### The request
Copy the records below exactly, omitting any pictures they contain.

Collected data
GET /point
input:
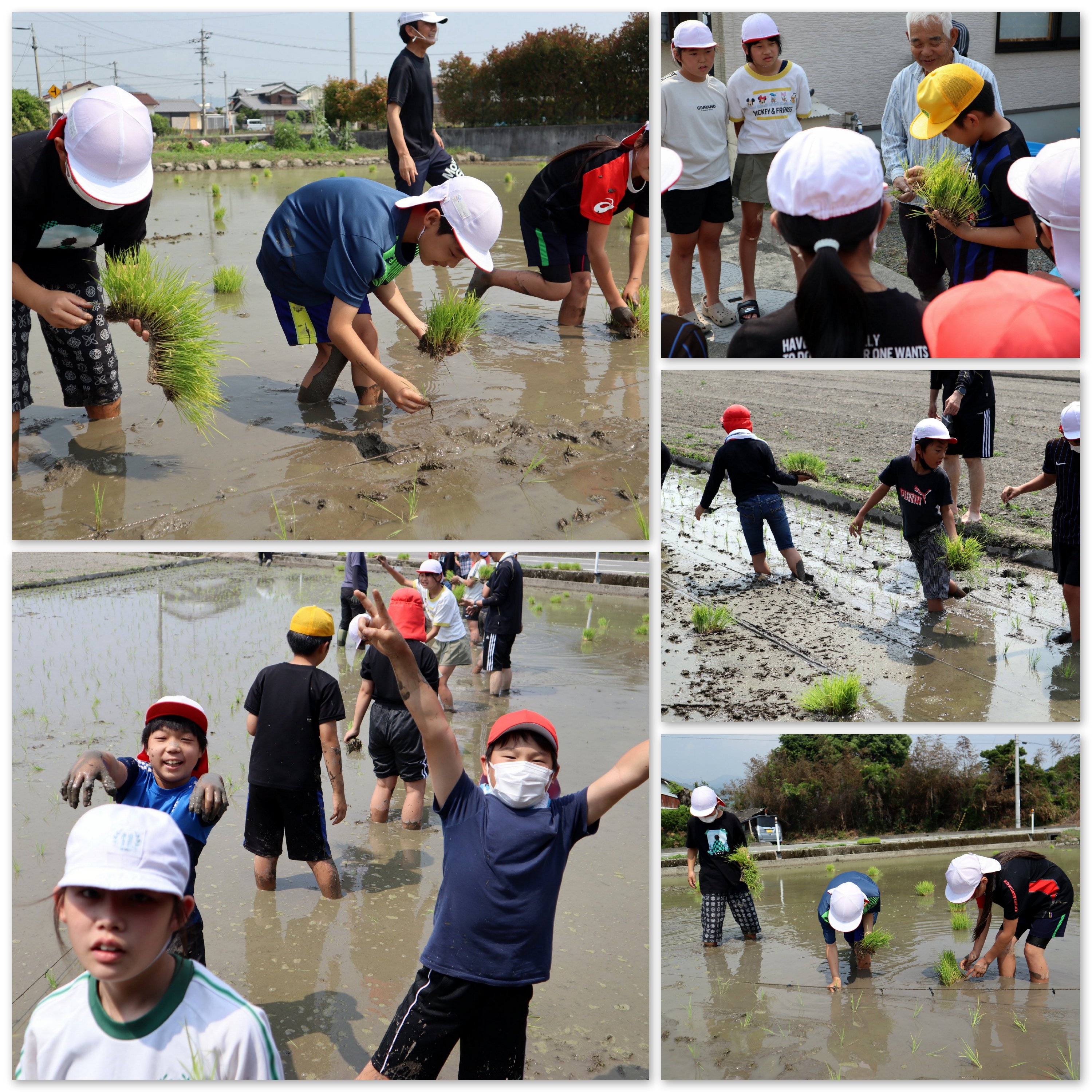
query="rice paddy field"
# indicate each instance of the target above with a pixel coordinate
(331, 974)
(530, 423)
(759, 1009)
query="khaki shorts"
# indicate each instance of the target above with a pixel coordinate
(453, 653)
(748, 177)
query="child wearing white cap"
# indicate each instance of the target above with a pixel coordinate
(88, 182)
(767, 99)
(826, 187)
(1062, 468)
(1036, 897)
(138, 1013)
(925, 502)
(851, 906)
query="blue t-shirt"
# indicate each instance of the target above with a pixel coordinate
(872, 894)
(337, 237)
(503, 869)
(141, 791)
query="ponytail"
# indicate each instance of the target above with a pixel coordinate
(831, 308)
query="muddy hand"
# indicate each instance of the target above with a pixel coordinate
(88, 769)
(209, 799)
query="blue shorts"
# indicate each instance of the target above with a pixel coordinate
(557, 256)
(307, 325)
(767, 507)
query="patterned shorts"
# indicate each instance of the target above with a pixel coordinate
(83, 359)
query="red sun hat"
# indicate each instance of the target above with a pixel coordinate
(736, 416)
(524, 720)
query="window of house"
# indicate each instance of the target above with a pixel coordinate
(1021, 32)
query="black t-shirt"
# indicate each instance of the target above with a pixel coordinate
(1061, 460)
(921, 496)
(410, 86)
(377, 668)
(54, 231)
(573, 189)
(991, 161)
(291, 701)
(894, 324)
(714, 841)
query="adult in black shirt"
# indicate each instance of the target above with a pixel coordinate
(293, 710)
(968, 405)
(414, 148)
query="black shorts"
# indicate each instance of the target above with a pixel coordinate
(1067, 563)
(973, 432)
(557, 256)
(295, 817)
(685, 211)
(489, 1022)
(395, 744)
(497, 651)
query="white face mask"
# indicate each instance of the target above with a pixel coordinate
(521, 784)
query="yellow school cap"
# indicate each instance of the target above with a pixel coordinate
(943, 96)
(313, 622)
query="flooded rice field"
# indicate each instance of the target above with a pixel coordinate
(331, 974)
(525, 390)
(990, 658)
(759, 1009)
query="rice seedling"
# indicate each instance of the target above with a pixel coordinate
(948, 187)
(452, 320)
(947, 968)
(228, 279)
(748, 871)
(804, 461)
(709, 620)
(184, 352)
(835, 695)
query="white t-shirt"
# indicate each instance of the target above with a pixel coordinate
(695, 123)
(201, 1028)
(443, 612)
(769, 106)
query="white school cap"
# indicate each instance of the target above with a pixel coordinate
(693, 34)
(847, 907)
(472, 210)
(965, 874)
(826, 173)
(109, 141)
(1071, 426)
(118, 848)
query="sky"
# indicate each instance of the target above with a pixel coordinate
(155, 55)
(723, 758)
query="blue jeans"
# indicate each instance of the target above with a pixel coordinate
(768, 507)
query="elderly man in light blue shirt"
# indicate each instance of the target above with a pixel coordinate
(932, 37)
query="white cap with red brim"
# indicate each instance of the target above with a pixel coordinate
(472, 210)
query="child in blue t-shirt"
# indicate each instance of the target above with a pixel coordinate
(171, 775)
(506, 844)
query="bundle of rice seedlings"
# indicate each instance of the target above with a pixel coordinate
(947, 968)
(835, 695)
(453, 320)
(184, 352)
(228, 279)
(948, 187)
(748, 871)
(804, 461)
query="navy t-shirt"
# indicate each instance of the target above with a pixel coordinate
(503, 869)
(337, 237)
(921, 496)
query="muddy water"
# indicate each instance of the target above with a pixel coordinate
(759, 1009)
(330, 976)
(163, 481)
(989, 659)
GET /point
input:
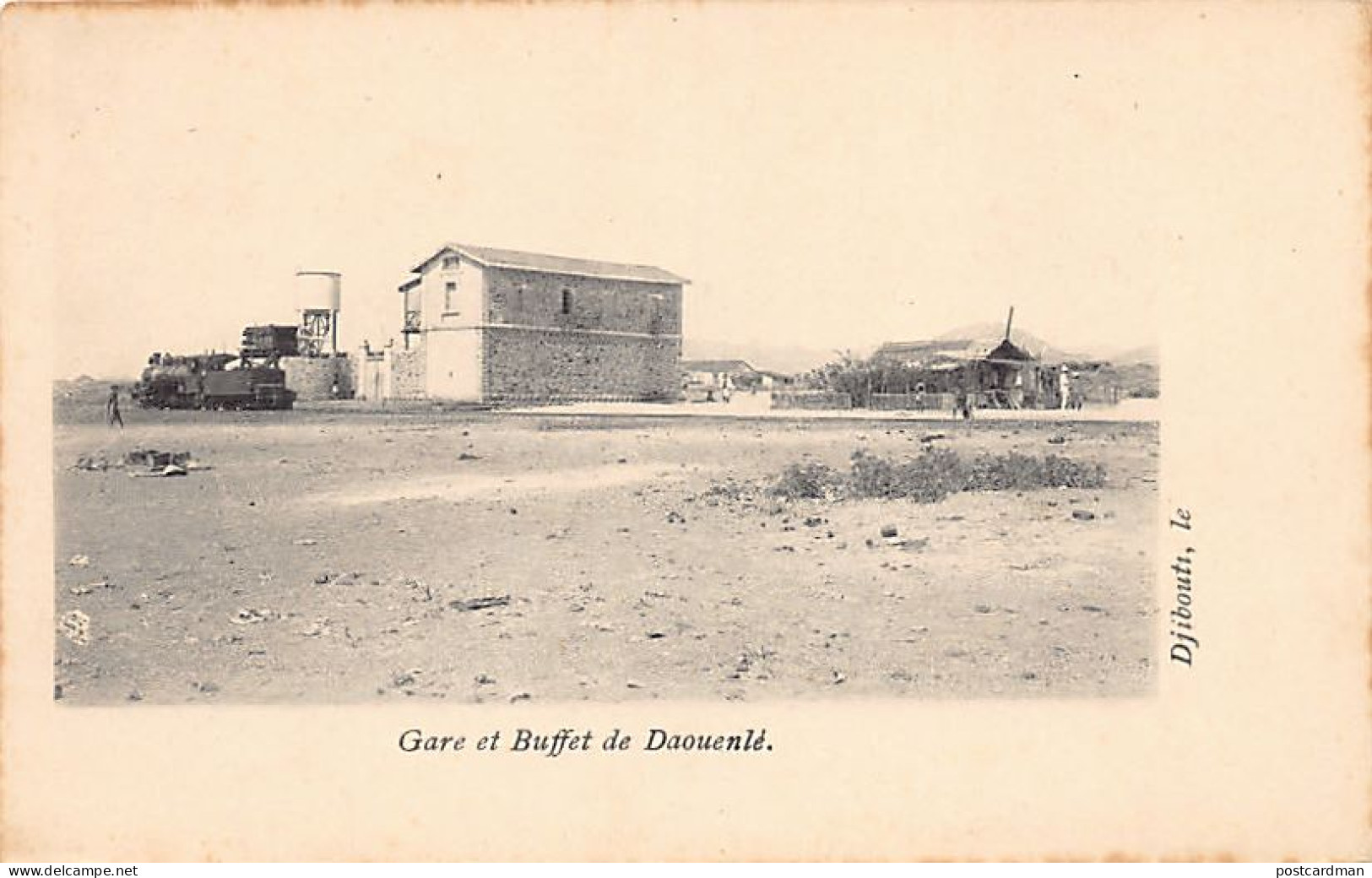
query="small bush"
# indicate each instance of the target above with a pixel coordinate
(805, 480)
(935, 475)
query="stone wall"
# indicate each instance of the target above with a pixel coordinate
(535, 300)
(408, 373)
(538, 366)
(314, 377)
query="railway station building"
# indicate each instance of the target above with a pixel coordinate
(500, 325)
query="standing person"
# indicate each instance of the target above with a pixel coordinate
(111, 408)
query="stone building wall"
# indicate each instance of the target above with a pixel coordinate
(408, 379)
(535, 300)
(540, 366)
(313, 377)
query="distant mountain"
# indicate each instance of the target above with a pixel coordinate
(786, 358)
(991, 333)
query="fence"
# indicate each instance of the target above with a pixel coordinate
(913, 402)
(811, 399)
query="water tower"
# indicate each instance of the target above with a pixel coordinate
(318, 298)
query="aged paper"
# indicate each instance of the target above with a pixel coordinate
(1191, 175)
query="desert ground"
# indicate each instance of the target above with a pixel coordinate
(340, 556)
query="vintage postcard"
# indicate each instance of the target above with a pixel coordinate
(685, 431)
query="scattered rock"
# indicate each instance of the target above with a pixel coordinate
(250, 616)
(475, 604)
(76, 627)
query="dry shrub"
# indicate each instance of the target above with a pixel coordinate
(935, 475)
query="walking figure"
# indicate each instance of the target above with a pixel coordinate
(111, 408)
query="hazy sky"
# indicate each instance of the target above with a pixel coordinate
(827, 176)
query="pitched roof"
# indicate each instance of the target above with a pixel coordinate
(491, 257)
(717, 366)
(951, 349)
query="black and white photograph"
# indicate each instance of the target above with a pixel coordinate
(713, 372)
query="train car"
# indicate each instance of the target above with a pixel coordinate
(208, 382)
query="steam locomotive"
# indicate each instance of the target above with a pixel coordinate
(212, 382)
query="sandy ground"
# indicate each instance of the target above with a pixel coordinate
(334, 557)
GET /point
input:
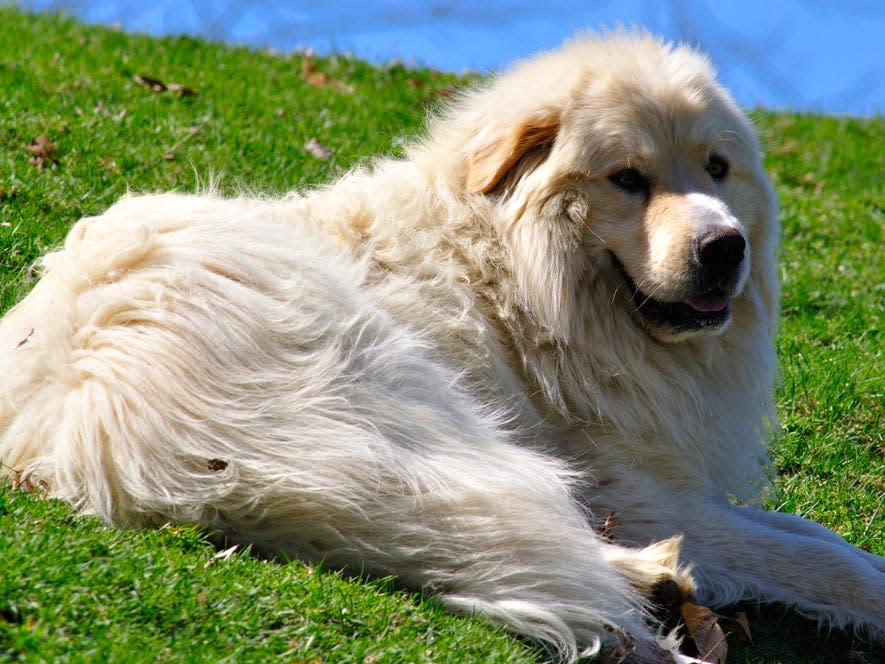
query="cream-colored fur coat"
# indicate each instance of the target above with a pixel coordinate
(452, 368)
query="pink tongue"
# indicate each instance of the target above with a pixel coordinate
(708, 303)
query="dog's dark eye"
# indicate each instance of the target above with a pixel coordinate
(631, 181)
(717, 167)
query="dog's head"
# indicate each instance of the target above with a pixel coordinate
(618, 163)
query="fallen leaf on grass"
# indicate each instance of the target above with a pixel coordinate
(319, 79)
(703, 628)
(156, 85)
(43, 150)
(221, 555)
(317, 149)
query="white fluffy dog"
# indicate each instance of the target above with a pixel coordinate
(453, 368)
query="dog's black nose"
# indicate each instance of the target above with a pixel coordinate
(720, 254)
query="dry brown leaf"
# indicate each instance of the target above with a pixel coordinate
(221, 555)
(217, 464)
(319, 79)
(703, 628)
(317, 149)
(43, 150)
(156, 85)
(25, 339)
(611, 522)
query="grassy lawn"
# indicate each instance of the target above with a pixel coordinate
(87, 113)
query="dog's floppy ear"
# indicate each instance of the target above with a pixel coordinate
(499, 141)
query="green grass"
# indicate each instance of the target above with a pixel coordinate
(71, 589)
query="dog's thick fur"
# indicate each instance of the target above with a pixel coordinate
(452, 368)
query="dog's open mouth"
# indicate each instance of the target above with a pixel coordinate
(708, 310)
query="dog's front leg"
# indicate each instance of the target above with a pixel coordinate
(801, 526)
(741, 553)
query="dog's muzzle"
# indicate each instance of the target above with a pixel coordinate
(718, 262)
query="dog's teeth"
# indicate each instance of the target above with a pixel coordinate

### Response below
GET /point
input:
query="rice paddy field"
# indicate each instance of the target above with a pixel coordinate
(331, 974)
(530, 423)
(759, 1009)
query="khaki shorts"
# indicate each instance of the target above with a pixel coordinate
(453, 653)
(748, 177)
query="child wearing white cap"
# indicate each instance of the target above with a pixel coordinate
(88, 182)
(767, 99)
(826, 187)
(1062, 468)
(1036, 897)
(138, 1013)
(925, 502)
(851, 906)
query="blue t-shirt"
# indicate each instance of the target above with a pixel coordinate
(872, 894)
(337, 237)
(503, 869)
(141, 791)
query="ponytail"
# indicate each instance of the target above with a pixel coordinate
(831, 308)
query="muddy hand"
# indicate each instance of the target above with a pixel coordinate
(88, 769)
(209, 799)
query="blue shorts"
# indicate each instance of the target above with a pixel coordinate
(557, 256)
(307, 325)
(767, 507)
query="patterned shorts"
# indicate each instance of the target above with a pixel coordinate
(83, 359)
query="red sun hat"
# indicate each instance of the target above with a pixel coordinate
(736, 416)
(524, 720)
query="window of house"
# indicate each instance of the target above with a pixel coordinate
(1021, 32)
query="black t-shirt"
# indicate each instance of the target above with a pixel coordinate
(1061, 460)
(921, 496)
(410, 86)
(377, 668)
(54, 231)
(573, 189)
(991, 161)
(291, 701)
(894, 324)
(714, 841)
query="adult in black shirt"
# indicate each instance of the target above with a pixel coordinate
(293, 710)
(968, 405)
(414, 148)
query="black shorts"
# indicate each instance of the target above with a pixel coordinate
(1067, 563)
(973, 432)
(557, 256)
(295, 817)
(685, 211)
(489, 1022)
(395, 744)
(497, 651)
query="white face mask"
# indicate each instance of the target above with a pixel coordinate
(521, 784)
query="yellow school cap"
# indicate each instance of the target above with a pixel coordinate
(943, 96)
(313, 622)
query="flooded rice field"
# indicate each instance of the target above with a pixel coordinate
(331, 974)
(525, 390)
(990, 658)
(759, 1009)
query="rice seedling"
# indicate each instance of the target above with a pixel coordinate
(948, 187)
(452, 320)
(947, 968)
(228, 279)
(748, 871)
(804, 461)
(709, 620)
(184, 352)
(835, 695)
query="white t-shirt"
# indicate each instance of the target above with a pixel coordinate
(695, 123)
(201, 1028)
(443, 612)
(769, 106)
query="white school cap"
# indicate each instance of the target above with a pixel coordinate
(693, 34)
(847, 907)
(472, 210)
(965, 874)
(826, 173)
(109, 141)
(1071, 426)
(118, 848)
query="sky"
# indicate each instance of the target above with a pixel coordinate
(155, 55)
(723, 758)
query="blue jeans"
# indicate each instance of the target above with a pixel coordinate
(768, 507)
query="elderly man in light blue shirt"
# indicate each instance of the target above with a pixel coordinate
(932, 37)
query="white cap with red brim"
# indicate each instance of the target above with a pixel coordinate
(472, 210)
query="child in blue t-shirt"
# indicate each instance of the target above with a pixel coordinate
(171, 775)
(506, 844)
query="bundle of rice seedlings"
# indicate each instance of the target above with a pixel coordinate
(947, 968)
(835, 695)
(453, 320)
(184, 352)
(228, 279)
(948, 187)
(748, 871)
(804, 461)
query="navy t-shirt"
# indicate each instance of the target above with a pixel coordinate
(503, 869)
(337, 237)
(921, 496)
query="muddy water"
# indicate each instance of the target above with a pixel coordinate
(759, 1009)
(330, 976)
(163, 481)
(989, 659)
GET /point
input:
query="small bush"
# indicate each instance of the target above with a pixel coordinate
(805, 480)
(935, 475)
query="stone wall"
# indicate each instance of the target above with a pixel coordinate
(535, 300)
(408, 373)
(538, 366)
(314, 377)
query="railway station building"
# indicate each instance of the target above with a pixel coordinate
(500, 325)
query="standing person"
# indicate each instance of the target above with a pixel coordinate
(111, 408)
query="stone building wall"
# indicate each instance of the target above with a pixel coordinate
(408, 379)
(535, 300)
(540, 366)
(313, 377)
query="distant mountain"
# indicate each instance of the target above with a pixel coordinate
(786, 358)
(991, 333)
query="fence"
# indicate each instance of the target above with a pixel coordinate
(913, 402)
(811, 399)
query="water tower"
# indicate each instance of the target above with a pixel coordinate
(318, 298)
query="aged paper"
# indicate each instance of the target above with a pixel coordinate
(1191, 175)
query="desert ground"
# indicate each instance of the target above with a pixel coordinate
(340, 556)
query="vintage postcard"
# indicate each instance of the target above with a pixel coordinate
(685, 431)
query="scattered rock"
# indicate each instance of the target above with a pixel coordinate
(250, 616)
(475, 604)
(76, 627)
query="dry shrub"
# indicate each instance of the target above with a pixel coordinate
(935, 475)
query="walking figure"
# indicate each instance of the target above with a pixel coordinate
(111, 408)
query="hazy sky"
# indicate each instance of the target above with a pixel coordinate
(827, 176)
query="pitched roof"
# indicate each instance of the target above with a pixel coordinate
(491, 257)
(717, 366)
(951, 349)
query="black and white photograph"
# indicate each instance of the target above with a pixel coordinate
(713, 372)
query="train car"
# indicate each instance of the target above with a pixel coordinate
(208, 382)
query="steam locomotive"
# indicate each instance of the target above with a pixel coordinate
(212, 382)
query="sandy ground"
# indicate each instance of the target above with a pixel coordinate
(334, 557)
GET /point
input:
query="cream-colored fur coat"
# indicate each instance of the target above with a pixel coordinate
(452, 368)
query="pink tongue"
# indicate each instance of the target above with a pixel coordinate
(708, 303)
query="dog's dark eye"
# indicate each instance of the target above with a pixel coordinate
(631, 181)
(717, 167)
query="dog's head"
# indicate each instance of the target above with a pixel coordinate
(618, 163)
query="fallen leaf on grass"
# indicate each instance of the target above with a pixel coordinate
(319, 79)
(703, 628)
(156, 85)
(43, 150)
(221, 555)
(317, 149)
query="white fluffy dog"
# indicate each instance of the target above with a pixel coordinate
(453, 368)
query="dog's black nose"
# indicate each instance of the target above with a pixel coordinate
(720, 254)
query="dry brown leaf"
# indicate each instance of the target above with a pixel coordinate
(221, 555)
(217, 464)
(319, 79)
(703, 628)
(317, 149)
(43, 150)
(156, 85)
(25, 339)
(611, 522)
query="grassy lawn"
# indicate each instance of the target above with a pixel coordinate
(87, 113)
query="dog's floppy ear"
# indicate each instance of the target above with a pixel coordinate
(499, 141)
query="green grass"
# indicate each instance of the target above with a pixel coordinate
(71, 589)
query="dog's thick fur"
# indicate each instance of the target above with a pixel coordinate
(452, 368)
query="dog's open mouth"
# indicate each instance of the target above with a pixel coordinate
(708, 310)
query="dog's front leg"
# indicate each instance of the target above with a pixel coordinate
(801, 526)
(741, 553)
query="dog's muzzle"
# indicate each instance of the target above with a pixel coordinate
(718, 262)
query="dog's teeth"
# indicate each instance of the target above with a pixel coordinate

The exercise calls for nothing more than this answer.